• [Directions]: In the passage on self-adaptive IoT systems, say whether each statement agrees with the text and answer yes or no, quoting the deciding words. 1. Architects can usually foresee the uncertainties in IoT operation contexts at development time. 2. An architecture model offers a global view of the system. 3. Treating the feedback loop running on FCE as a mechanism external to the system increases the dynamicity of the self-adaptive system.

• [Selected excerpt]:
______
Such a challenge is even bolder in IoT systems, which comprise heterogeneous devices that dynamically interact through the internet. The problem can be tackled by designing self-managing devices that can adapt their state to changes in the system context and environment  [10, 11]. However, realizing the IoT devices is challenging because of inherent uncertainties in their operation contexts, such as interferences and dynamic traffic in the network  [12]. Often these uncertainties are difficult to predict by architects at development time and often lead to indecisiveness.

Several studies propose the use of software architectures to address self-adaptation  [13, 14]. An architecture model provides a global view of the system and its properties and behavior  [15]. While architectures can give a global idea of the system, the heterogeneity of software systems makes it challenging to design a set of self-adaptation architectural patterns. Some studies argue that architectural adaptation includes an architectural model of the controllable software components that allows the feedback loop to reason about various system configurations and adapt it based on goals  [16]. However, considering the feedback loop running on FCE as an external mechanism to the system minimizes the dynamicity of the self-adaptive system. We believe that the functional control mechanism should be monitored and adapted by autonomic control components  [17, 18], which gets input from both dynamic goals and real-time state of the system.
______
• [Material shown]:
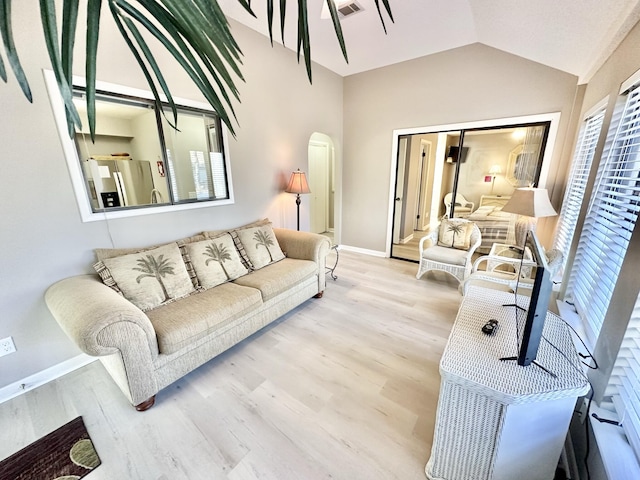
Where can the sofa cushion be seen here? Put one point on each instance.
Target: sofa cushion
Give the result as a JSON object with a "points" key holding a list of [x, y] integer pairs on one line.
{"points": [[148, 278], [260, 245], [278, 277], [181, 323], [215, 261]]}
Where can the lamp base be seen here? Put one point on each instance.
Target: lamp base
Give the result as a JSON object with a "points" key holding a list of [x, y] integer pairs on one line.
{"points": [[523, 226]]}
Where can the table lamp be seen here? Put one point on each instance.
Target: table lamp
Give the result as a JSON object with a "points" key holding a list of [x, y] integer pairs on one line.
{"points": [[494, 171], [298, 185], [530, 204]]}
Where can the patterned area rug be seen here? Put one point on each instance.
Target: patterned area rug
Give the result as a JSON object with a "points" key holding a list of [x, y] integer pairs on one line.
{"points": [[65, 454]]}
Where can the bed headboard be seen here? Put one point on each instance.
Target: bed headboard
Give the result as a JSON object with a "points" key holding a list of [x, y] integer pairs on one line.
{"points": [[494, 200]]}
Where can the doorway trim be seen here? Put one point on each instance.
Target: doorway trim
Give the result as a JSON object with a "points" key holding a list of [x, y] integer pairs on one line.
{"points": [[552, 117]]}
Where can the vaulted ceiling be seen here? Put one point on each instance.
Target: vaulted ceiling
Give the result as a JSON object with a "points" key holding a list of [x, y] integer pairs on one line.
{"points": [[574, 36]]}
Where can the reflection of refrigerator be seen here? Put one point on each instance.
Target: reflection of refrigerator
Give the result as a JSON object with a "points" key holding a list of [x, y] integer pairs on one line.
{"points": [[118, 183]]}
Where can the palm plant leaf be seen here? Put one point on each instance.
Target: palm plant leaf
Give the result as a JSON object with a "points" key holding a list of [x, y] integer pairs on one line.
{"points": [[195, 32], [48, 17], [10, 50], [387, 8], [3, 71], [69, 22], [303, 36], [338, 28], [93, 29], [136, 54]]}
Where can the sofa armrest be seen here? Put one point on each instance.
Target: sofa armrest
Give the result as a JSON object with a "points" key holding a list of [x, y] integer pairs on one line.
{"points": [[303, 245], [90, 314]]}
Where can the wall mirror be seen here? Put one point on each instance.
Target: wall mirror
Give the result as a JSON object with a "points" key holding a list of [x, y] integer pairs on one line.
{"points": [[497, 157], [140, 164]]}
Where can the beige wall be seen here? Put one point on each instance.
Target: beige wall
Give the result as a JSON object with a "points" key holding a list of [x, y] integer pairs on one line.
{"points": [[43, 238], [470, 83]]}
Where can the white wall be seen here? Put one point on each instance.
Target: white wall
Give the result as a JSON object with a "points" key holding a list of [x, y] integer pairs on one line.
{"points": [[466, 84], [43, 238]]}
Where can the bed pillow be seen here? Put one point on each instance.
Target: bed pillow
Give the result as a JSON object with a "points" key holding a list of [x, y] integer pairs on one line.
{"points": [[148, 278], [260, 245], [455, 234], [215, 261]]}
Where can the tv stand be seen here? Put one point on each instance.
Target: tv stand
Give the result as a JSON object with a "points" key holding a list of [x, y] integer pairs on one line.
{"points": [[515, 359], [498, 420]]}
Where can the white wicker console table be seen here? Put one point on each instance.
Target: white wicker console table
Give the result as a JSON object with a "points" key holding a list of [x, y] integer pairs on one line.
{"points": [[497, 420]]}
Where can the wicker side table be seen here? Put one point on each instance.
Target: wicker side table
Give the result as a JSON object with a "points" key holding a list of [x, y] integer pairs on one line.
{"points": [[495, 419]]}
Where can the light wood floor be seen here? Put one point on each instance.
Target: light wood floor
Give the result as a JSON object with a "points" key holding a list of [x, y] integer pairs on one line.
{"points": [[343, 387], [409, 250]]}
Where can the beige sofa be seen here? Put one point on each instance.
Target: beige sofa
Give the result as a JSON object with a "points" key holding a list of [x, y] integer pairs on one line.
{"points": [[147, 351]]}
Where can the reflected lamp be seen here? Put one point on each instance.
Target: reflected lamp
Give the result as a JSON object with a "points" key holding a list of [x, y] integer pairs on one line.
{"points": [[530, 204]]}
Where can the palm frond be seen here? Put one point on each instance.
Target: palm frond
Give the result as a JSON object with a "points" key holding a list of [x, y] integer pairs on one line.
{"points": [[387, 7], [94, 8], [10, 50], [195, 32]]}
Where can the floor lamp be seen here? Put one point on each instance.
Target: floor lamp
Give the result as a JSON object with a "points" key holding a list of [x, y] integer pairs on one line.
{"points": [[298, 185], [530, 204]]}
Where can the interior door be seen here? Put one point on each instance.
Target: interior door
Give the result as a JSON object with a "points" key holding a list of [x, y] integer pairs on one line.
{"points": [[319, 161], [399, 195]]}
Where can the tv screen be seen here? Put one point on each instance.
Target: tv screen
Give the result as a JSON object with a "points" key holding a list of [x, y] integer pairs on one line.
{"points": [[530, 318]]}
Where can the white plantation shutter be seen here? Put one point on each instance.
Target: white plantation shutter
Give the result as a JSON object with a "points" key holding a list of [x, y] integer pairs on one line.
{"points": [[624, 385], [611, 216], [577, 181]]}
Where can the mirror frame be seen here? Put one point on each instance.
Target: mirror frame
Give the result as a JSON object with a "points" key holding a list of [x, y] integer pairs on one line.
{"points": [[75, 169]]}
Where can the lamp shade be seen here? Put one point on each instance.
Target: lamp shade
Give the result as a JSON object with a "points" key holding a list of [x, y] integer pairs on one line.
{"points": [[495, 170], [298, 183], [531, 202]]}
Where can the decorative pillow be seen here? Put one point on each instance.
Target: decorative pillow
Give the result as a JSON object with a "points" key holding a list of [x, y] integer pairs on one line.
{"points": [[236, 240], [148, 278], [455, 234], [260, 245], [216, 261]]}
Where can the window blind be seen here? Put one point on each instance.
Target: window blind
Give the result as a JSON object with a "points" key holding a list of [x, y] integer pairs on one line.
{"points": [[577, 181], [624, 384], [611, 216]]}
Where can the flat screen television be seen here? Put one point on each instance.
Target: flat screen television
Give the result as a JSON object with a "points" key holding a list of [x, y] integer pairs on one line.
{"points": [[531, 312]]}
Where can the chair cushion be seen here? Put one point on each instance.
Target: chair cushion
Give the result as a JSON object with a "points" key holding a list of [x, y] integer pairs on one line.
{"points": [[181, 323], [452, 256], [455, 234], [278, 277]]}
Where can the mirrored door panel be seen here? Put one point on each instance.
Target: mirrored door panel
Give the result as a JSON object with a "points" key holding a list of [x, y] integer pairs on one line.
{"points": [[468, 173]]}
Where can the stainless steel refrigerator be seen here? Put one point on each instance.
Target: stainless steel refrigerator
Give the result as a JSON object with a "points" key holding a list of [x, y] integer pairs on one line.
{"points": [[118, 182]]}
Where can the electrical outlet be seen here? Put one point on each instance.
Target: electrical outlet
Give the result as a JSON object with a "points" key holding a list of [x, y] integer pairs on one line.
{"points": [[7, 346]]}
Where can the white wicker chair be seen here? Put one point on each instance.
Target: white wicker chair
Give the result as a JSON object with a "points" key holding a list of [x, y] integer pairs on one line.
{"points": [[510, 279], [451, 260], [463, 207]]}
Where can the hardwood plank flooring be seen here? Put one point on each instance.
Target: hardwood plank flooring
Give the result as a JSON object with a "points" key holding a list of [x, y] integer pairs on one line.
{"points": [[343, 387]]}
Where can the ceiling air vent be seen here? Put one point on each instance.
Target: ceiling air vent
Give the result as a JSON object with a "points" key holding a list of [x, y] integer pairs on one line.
{"points": [[348, 9]]}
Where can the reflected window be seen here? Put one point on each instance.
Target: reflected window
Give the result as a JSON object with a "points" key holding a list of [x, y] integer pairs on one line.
{"points": [[138, 160]]}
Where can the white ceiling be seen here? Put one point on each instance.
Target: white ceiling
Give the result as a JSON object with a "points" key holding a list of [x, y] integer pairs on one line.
{"points": [[575, 36]]}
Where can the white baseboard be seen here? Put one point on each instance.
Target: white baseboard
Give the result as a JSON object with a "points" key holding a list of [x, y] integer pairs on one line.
{"points": [[374, 253], [40, 378]]}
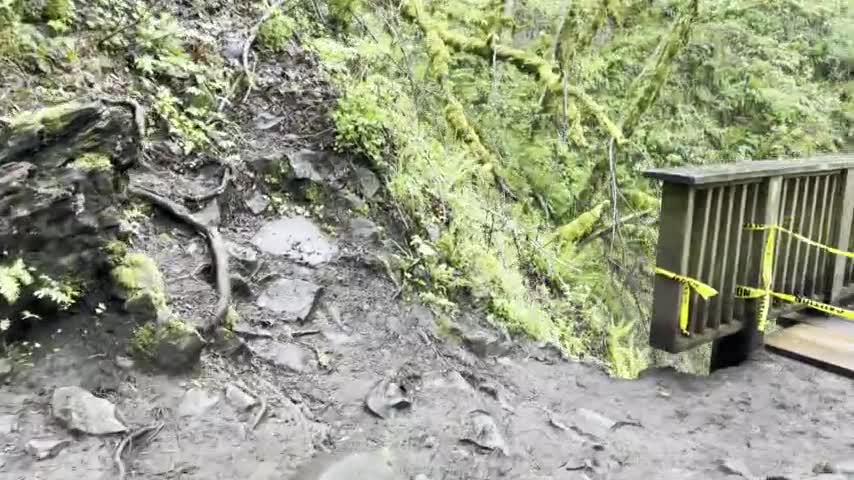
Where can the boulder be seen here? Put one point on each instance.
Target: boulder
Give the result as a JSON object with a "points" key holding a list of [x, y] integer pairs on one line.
{"points": [[80, 411]]}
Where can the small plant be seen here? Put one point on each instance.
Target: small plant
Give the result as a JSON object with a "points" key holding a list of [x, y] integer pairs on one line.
{"points": [[276, 31], [59, 14], [93, 162]]}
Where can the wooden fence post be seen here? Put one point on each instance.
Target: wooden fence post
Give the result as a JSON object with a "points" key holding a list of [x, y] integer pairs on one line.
{"points": [[677, 211], [842, 235], [732, 350]]}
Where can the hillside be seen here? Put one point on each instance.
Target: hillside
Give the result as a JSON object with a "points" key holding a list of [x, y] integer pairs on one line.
{"points": [[318, 239]]}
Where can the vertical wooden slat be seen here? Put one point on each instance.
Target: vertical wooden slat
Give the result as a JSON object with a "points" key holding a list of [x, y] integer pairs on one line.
{"points": [[722, 258], [737, 264], [734, 349], [714, 261], [780, 254], [801, 217], [811, 232], [677, 216], [747, 247], [842, 235], [820, 256], [787, 258], [699, 244]]}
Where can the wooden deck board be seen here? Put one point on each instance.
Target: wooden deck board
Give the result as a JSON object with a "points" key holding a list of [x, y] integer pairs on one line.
{"points": [[823, 341]]}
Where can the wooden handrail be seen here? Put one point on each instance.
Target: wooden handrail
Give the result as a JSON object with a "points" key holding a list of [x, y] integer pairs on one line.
{"points": [[703, 213]]}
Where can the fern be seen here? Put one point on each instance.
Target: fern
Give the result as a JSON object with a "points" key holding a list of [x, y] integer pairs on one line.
{"points": [[12, 280]]}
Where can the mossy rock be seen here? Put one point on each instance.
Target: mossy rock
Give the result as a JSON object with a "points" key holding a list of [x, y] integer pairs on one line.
{"points": [[172, 346], [138, 281]]}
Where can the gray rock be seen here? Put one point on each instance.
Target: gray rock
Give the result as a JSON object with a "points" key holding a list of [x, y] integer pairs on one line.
{"points": [[45, 448], [732, 466], [295, 299], [364, 230], [197, 402], [355, 466], [845, 467], [178, 351], [296, 238], [8, 424], [243, 259], [79, 410], [210, 214], [385, 398], [593, 423], [6, 369], [285, 355], [318, 167], [125, 363], [482, 431], [369, 184], [484, 343], [239, 399], [257, 203]]}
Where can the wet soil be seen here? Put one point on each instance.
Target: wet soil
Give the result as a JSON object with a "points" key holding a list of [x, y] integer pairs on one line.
{"points": [[450, 414]]}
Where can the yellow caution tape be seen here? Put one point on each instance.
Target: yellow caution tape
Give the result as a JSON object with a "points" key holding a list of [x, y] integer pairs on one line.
{"points": [[828, 248], [750, 293], [704, 290]]}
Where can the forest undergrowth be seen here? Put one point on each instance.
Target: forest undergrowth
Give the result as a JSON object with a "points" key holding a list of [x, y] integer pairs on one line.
{"points": [[510, 134]]}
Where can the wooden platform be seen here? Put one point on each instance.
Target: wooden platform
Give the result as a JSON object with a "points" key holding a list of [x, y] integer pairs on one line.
{"points": [[826, 342]]}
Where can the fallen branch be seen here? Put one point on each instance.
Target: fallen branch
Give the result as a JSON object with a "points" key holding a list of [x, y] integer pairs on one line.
{"points": [[218, 252], [247, 46], [154, 430]]}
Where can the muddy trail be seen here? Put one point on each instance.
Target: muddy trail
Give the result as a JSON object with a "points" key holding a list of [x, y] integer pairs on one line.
{"points": [[332, 376]]}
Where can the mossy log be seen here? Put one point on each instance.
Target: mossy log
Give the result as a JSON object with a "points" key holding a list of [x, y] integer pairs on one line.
{"points": [[62, 175]]}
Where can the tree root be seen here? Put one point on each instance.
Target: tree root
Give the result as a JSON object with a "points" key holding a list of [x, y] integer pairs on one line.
{"points": [[153, 429], [247, 46], [219, 190], [219, 253]]}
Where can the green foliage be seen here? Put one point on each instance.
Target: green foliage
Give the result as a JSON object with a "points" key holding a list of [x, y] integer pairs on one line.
{"points": [[275, 33], [160, 46], [440, 103], [93, 162], [190, 126], [59, 14], [361, 121], [13, 278]]}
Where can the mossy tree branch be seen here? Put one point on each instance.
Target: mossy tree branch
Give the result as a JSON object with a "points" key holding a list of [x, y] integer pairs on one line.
{"points": [[533, 65]]}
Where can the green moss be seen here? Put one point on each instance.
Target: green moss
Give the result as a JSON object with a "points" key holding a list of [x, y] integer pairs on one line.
{"points": [[59, 10], [144, 339], [93, 162], [147, 337], [136, 276], [275, 33]]}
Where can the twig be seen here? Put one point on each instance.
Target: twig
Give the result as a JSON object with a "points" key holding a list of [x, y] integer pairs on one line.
{"points": [[247, 46], [218, 252], [138, 113], [610, 228], [219, 190], [305, 333], [117, 457]]}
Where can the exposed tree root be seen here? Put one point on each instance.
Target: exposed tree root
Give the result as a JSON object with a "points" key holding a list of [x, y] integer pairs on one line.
{"points": [[247, 46], [153, 430], [219, 190], [219, 253]]}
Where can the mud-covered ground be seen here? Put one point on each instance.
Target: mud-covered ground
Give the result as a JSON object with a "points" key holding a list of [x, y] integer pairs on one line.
{"points": [[468, 405], [343, 379]]}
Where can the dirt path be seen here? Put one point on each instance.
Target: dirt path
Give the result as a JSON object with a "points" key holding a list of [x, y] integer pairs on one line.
{"points": [[516, 412]]}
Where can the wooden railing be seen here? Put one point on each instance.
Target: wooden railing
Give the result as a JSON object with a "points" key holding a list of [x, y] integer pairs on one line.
{"points": [[702, 235]]}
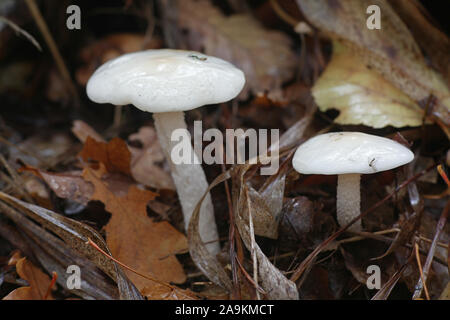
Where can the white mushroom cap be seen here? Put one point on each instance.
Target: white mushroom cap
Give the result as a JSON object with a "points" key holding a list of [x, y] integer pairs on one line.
{"points": [[349, 152], [165, 80]]}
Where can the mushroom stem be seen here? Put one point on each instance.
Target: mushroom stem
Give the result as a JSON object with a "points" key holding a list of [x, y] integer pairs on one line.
{"points": [[348, 200], [189, 179]]}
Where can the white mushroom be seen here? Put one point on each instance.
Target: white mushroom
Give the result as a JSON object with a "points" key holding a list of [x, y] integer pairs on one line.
{"points": [[167, 82], [349, 154]]}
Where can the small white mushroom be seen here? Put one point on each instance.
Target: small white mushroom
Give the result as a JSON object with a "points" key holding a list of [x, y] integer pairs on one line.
{"points": [[167, 82], [349, 154]]}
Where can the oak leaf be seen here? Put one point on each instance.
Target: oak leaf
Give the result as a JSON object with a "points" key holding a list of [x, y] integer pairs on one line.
{"points": [[38, 282], [133, 237], [265, 56], [114, 155], [362, 95], [391, 51]]}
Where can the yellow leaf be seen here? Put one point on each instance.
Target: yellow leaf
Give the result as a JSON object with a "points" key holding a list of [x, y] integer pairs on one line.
{"points": [[362, 95]]}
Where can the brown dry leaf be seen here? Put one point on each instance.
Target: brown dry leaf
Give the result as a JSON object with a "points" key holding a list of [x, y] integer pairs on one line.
{"points": [[432, 40], [109, 47], [38, 282], [114, 155], [160, 292], [75, 234], [362, 95], [134, 238], [265, 56], [144, 161], [273, 281], [391, 51]]}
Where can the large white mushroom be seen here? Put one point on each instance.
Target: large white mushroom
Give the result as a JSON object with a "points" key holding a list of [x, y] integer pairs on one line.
{"points": [[349, 154], [167, 82]]}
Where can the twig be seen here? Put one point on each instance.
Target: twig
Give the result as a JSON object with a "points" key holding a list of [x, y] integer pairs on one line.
{"points": [[42, 25], [312, 256], [440, 226], [283, 14], [52, 284], [422, 278], [21, 31]]}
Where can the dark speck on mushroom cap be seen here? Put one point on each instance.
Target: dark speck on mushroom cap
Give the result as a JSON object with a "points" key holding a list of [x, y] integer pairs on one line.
{"points": [[349, 152], [165, 80]]}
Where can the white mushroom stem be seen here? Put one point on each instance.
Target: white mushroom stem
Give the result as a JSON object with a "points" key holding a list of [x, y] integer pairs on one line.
{"points": [[189, 179], [348, 203]]}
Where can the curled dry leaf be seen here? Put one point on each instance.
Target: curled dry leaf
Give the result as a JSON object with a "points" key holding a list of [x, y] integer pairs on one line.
{"points": [[432, 40], [75, 234], [134, 238], [38, 281], [67, 185], [265, 56], [205, 261], [82, 131], [361, 95], [114, 154], [144, 161], [393, 52], [275, 284]]}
______
• [Exercise output]:
1. No: "Often these uncertainties are difficult to predict by architects at development time"
2. Yes: "An architecture model provides a global view of the system and its properties and behavior"
3. No: "considering the feedback loop running on FCE as an external mechanism to the system minimizes the dynamicity of the self-adaptive system"